● **WHAT YOU ARE ASKED TO DO**
Using the records below, quote only the span that opens with the line containing "Note: identify the tall tree" and closes with the line containing "Note: identify the leafy", exactly and inclusively.

Natural language region descriptions:
- - - -

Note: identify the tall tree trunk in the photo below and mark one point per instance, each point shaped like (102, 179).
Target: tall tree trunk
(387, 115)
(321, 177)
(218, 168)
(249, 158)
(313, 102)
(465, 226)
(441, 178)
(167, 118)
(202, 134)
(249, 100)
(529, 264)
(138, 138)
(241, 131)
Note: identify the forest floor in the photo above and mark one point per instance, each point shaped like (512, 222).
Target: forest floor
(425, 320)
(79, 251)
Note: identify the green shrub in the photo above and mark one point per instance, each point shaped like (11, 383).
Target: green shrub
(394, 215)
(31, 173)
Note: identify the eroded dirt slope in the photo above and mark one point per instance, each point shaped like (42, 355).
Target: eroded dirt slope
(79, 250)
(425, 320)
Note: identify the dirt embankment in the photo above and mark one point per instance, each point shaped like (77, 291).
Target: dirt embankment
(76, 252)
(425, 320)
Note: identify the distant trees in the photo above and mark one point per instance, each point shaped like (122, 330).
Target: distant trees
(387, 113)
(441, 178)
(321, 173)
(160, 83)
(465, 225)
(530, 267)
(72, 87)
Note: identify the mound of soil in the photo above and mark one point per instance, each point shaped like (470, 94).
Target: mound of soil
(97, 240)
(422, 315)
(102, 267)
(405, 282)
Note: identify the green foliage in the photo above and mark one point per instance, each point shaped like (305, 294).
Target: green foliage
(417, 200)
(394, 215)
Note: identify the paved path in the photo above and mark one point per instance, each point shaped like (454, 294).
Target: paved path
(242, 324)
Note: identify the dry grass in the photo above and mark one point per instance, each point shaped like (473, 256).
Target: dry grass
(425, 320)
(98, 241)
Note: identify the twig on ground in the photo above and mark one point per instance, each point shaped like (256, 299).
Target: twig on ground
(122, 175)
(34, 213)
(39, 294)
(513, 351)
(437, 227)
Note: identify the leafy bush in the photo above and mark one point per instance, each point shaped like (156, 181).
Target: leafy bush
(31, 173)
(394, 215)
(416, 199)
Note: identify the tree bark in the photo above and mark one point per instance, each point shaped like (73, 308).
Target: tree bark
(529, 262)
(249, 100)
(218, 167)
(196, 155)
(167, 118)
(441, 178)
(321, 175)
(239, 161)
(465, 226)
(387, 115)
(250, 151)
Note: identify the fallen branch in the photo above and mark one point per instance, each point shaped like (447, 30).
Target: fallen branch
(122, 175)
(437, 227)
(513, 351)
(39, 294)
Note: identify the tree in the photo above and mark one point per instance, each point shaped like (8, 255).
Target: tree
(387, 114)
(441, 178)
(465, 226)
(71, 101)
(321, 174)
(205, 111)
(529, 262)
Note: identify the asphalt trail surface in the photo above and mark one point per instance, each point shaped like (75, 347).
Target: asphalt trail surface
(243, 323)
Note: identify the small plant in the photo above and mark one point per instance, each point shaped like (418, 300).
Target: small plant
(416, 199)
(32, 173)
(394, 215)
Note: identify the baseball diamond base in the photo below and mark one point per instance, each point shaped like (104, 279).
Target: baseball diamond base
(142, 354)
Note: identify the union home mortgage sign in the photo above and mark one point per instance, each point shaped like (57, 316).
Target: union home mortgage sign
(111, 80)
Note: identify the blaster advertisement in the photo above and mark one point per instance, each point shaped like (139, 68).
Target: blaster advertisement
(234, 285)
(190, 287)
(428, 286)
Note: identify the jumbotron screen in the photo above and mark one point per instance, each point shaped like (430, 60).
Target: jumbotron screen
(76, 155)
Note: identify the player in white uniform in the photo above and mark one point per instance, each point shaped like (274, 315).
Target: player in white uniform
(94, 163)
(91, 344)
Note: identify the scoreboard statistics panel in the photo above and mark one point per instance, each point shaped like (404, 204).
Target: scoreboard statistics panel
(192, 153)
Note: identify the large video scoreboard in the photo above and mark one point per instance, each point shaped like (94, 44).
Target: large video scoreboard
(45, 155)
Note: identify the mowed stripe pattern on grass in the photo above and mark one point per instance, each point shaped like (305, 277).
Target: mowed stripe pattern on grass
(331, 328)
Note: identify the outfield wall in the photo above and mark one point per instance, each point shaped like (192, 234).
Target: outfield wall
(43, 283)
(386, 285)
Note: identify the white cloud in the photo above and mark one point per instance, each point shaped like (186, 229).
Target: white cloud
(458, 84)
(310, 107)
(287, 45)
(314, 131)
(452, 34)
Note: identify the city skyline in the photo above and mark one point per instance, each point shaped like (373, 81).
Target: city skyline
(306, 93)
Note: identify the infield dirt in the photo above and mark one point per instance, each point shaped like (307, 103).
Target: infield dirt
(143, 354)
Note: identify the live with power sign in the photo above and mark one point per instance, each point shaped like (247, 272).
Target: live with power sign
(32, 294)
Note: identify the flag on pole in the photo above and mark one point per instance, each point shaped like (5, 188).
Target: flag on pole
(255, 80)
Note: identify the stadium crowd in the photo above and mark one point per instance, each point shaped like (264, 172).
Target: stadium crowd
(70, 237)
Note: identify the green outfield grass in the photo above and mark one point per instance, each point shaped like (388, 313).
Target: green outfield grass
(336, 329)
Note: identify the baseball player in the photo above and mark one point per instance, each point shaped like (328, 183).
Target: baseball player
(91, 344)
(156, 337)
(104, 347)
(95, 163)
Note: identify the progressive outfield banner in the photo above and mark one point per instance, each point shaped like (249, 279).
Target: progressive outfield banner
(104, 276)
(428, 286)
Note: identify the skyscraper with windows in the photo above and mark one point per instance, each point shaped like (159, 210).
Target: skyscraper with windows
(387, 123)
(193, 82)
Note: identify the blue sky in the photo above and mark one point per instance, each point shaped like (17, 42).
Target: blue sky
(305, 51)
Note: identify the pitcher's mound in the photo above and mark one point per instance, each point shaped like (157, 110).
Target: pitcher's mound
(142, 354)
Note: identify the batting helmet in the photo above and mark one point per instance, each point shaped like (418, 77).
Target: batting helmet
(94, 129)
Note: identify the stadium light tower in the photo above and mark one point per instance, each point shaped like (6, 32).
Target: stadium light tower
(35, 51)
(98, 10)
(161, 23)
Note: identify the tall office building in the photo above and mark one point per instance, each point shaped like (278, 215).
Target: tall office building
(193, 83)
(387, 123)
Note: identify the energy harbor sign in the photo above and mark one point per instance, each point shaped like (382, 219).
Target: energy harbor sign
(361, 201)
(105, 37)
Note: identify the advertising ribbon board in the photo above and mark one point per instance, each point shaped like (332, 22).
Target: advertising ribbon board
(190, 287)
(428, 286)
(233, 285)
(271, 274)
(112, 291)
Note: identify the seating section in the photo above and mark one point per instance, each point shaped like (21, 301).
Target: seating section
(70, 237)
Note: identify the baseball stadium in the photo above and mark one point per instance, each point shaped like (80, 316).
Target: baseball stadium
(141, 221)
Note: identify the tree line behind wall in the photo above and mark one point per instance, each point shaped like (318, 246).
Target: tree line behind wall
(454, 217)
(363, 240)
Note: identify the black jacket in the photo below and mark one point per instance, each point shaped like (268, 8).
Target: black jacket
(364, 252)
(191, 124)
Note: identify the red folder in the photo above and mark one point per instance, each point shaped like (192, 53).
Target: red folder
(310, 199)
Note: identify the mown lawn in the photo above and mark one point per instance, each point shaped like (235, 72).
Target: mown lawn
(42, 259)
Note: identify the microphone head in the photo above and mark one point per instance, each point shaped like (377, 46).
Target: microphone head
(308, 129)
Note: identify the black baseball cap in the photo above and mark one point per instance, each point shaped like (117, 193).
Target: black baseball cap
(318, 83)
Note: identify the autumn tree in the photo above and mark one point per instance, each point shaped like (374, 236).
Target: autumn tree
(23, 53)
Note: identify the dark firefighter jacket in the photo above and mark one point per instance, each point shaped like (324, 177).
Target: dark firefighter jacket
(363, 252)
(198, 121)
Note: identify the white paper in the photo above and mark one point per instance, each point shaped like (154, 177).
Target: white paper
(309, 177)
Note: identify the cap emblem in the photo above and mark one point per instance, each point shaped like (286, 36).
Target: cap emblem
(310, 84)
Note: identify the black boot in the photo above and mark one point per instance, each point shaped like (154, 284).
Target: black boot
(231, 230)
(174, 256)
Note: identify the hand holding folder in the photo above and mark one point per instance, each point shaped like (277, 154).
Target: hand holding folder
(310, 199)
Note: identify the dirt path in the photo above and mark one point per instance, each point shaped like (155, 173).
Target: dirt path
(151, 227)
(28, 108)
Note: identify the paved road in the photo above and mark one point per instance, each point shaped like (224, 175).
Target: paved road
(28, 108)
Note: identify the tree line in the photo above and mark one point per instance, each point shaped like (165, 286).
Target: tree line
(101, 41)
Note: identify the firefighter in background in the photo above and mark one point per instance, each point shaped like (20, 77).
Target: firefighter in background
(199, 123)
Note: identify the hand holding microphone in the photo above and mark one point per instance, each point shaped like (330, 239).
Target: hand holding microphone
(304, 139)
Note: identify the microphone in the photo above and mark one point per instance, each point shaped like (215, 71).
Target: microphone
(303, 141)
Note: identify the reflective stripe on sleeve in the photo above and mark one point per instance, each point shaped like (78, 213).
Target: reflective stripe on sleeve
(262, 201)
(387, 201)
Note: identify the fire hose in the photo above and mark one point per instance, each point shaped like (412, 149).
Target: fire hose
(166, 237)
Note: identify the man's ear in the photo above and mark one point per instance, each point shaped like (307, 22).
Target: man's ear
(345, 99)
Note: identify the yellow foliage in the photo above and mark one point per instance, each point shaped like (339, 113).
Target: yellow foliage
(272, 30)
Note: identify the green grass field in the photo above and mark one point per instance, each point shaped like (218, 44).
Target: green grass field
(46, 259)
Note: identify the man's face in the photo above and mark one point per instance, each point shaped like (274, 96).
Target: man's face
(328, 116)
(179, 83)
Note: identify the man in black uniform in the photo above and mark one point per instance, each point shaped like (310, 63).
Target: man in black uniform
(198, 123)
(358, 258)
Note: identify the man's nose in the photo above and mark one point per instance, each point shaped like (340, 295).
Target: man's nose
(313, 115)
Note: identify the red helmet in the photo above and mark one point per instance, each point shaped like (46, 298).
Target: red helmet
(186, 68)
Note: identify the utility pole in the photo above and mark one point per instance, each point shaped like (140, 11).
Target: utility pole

- - - -

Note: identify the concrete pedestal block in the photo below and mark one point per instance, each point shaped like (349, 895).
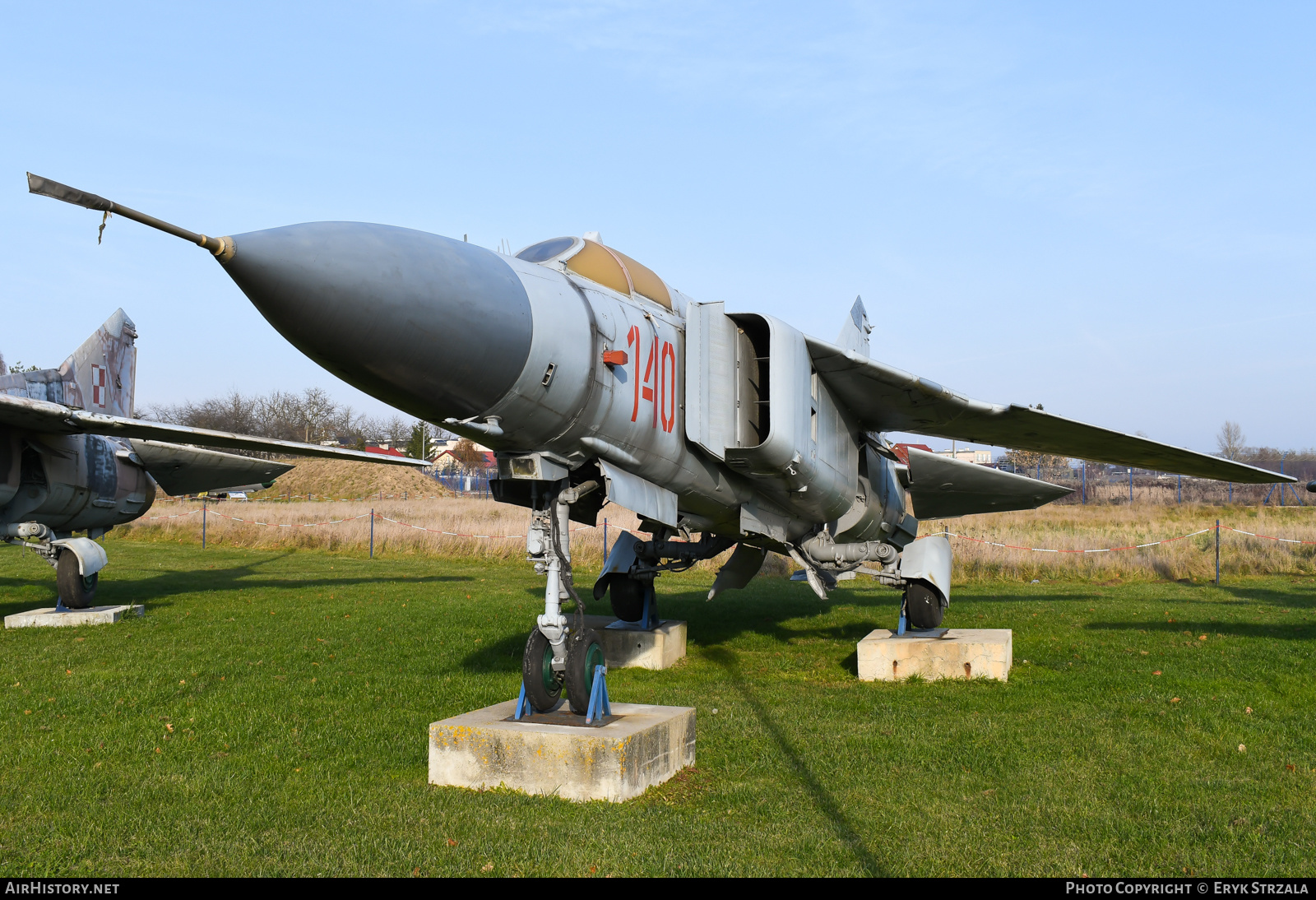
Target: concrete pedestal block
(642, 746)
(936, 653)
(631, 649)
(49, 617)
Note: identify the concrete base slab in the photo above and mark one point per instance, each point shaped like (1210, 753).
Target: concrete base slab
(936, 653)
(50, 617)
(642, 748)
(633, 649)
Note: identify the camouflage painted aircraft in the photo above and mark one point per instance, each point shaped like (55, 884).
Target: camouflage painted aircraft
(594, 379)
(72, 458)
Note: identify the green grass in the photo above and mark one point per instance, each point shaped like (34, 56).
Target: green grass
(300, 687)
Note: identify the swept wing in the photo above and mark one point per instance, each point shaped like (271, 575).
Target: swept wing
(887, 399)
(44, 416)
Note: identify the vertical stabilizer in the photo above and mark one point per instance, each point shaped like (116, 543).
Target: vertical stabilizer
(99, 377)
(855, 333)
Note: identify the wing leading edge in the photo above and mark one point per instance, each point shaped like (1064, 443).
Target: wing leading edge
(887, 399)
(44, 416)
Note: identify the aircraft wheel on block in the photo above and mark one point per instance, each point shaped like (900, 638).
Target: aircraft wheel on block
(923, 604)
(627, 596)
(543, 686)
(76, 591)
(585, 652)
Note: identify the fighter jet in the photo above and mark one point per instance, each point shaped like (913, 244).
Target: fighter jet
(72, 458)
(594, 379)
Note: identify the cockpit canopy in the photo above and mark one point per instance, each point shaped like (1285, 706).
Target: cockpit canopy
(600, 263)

- - - -

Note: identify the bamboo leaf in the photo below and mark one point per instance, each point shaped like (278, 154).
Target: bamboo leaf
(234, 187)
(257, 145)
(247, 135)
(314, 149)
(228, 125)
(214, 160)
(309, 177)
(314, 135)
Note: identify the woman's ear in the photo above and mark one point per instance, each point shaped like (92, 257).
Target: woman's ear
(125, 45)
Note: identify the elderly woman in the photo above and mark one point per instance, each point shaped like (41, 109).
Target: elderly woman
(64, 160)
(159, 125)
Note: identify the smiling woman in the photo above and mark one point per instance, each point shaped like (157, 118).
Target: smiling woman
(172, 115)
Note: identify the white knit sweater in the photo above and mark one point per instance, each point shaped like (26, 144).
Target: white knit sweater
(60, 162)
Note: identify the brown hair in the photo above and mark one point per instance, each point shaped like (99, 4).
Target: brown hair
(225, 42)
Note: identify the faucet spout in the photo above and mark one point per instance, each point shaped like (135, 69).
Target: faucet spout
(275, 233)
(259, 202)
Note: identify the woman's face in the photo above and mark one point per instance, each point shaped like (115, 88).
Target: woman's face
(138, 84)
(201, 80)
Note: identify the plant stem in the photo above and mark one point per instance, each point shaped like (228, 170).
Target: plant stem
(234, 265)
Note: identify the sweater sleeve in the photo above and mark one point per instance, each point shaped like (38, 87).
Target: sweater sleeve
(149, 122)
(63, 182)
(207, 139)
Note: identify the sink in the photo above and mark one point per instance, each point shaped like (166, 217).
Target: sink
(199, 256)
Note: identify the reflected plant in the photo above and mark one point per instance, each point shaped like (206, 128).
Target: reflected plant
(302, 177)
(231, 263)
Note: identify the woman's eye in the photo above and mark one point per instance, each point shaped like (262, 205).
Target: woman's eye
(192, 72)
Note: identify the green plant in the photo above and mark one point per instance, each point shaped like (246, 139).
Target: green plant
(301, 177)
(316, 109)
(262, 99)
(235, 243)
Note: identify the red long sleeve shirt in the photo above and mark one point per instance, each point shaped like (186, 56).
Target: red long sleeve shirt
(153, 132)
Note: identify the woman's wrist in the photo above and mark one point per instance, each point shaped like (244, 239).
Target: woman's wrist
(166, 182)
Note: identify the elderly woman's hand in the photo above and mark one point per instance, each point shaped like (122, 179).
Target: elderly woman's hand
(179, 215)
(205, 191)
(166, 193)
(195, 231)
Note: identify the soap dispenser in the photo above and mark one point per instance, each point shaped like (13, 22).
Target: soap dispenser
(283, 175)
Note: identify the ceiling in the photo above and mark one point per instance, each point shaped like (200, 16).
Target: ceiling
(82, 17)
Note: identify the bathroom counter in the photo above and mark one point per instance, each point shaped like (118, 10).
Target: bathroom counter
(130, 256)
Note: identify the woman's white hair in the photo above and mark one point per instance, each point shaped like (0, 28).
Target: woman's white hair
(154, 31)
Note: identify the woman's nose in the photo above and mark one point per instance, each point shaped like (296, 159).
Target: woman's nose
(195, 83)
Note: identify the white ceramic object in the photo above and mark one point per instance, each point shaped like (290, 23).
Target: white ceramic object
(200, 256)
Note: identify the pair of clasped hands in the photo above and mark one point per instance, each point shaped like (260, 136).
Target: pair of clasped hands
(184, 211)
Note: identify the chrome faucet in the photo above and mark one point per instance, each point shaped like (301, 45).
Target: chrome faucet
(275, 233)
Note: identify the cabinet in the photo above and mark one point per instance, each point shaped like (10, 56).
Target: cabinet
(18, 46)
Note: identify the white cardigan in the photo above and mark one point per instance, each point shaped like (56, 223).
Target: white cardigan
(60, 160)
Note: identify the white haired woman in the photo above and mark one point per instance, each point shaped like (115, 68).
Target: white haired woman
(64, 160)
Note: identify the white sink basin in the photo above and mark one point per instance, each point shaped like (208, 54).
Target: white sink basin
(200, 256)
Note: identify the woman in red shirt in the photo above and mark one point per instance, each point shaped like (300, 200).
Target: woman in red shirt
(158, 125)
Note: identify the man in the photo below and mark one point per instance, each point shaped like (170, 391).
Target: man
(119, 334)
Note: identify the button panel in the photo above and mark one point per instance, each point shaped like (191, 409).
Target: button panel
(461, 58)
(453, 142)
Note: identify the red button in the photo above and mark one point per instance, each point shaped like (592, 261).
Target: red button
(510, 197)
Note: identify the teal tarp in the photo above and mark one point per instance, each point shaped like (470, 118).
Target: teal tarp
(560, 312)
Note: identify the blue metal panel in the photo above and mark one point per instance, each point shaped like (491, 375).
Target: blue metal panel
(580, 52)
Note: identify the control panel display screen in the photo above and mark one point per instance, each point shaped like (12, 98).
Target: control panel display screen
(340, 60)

- - - -

● **TASK OUTPUT**
Note: identify the tall tree trunk in the photo below and mark one point per instance, each point shaped like (102, 179).
Target: tall tree trunk
(387, 115)
(321, 177)
(218, 168)
(249, 158)
(313, 102)
(465, 226)
(441, 178)
(167, 118)
(202, 134)
(249, 100)
(529, 264)
(138, 138)
(241, 131)
Note: identify the forest floor in the photo above and mark one point per instance, each point shaped like (512, 222).
Target: forest floor
(425, 320)
(79, 251)
Note: identify the green shrub in the photo above and mark one point per instance, each point shaped like (11, 383).
Target: green shrub
(394, 215)
(31, 173)
Note: identify the eroded dirt slope in the photo above and mark one point per instance, each point shaped like (42, 355).
Target: eroded dirt slope
(79, 250)
(425, 320)
Note: identify the dirt embankment in the photo above and mark one point per instance, each point shaped like (77, 291).
Target: dirt embankment
(76, 252)
(425, 320)
Note: identify the distant trees in the photo above and mark one point per instance, each point shaped like (122, 330).
Target: distant trees
(387, 113)
(441, 178)
(321, 173)
(160, 83)
(465, 225)
(530, 267)
(72, 87)
Note: identify the mound of soil in the photo above and mark one point per instance, each point shaped like (470, 94).
Target: mound of soil
(97, 240)
(422, 315)
(102, 267)
(405, 282)
Note: identify the green foliage in the photo above and mark one point per instance, each point shaped like (305, 294).
Target: green foliage
(417, 200)
(394, 215)
Note: identify the paved path in the photo above and mark one point per instance, each point shaped like (454, 294).
Target: paved path
(242, 324)
Note: identify the dry grass in the photo above and mark one point per instance, each point shaped like (473, 256).
Target: dry grass
(425, 320)
(98, 241)
Note: identify the twig on ground in the photo above and mark one point per instance, each point shaped like (256, 299).
Target: twig on ground
(122, 175)
(34, 213)
(39, 294)
(513, 351)
(437, 227)
Note: identify the leafy bush in the photo above and mark one point per instance, each point shaped like (156, 181).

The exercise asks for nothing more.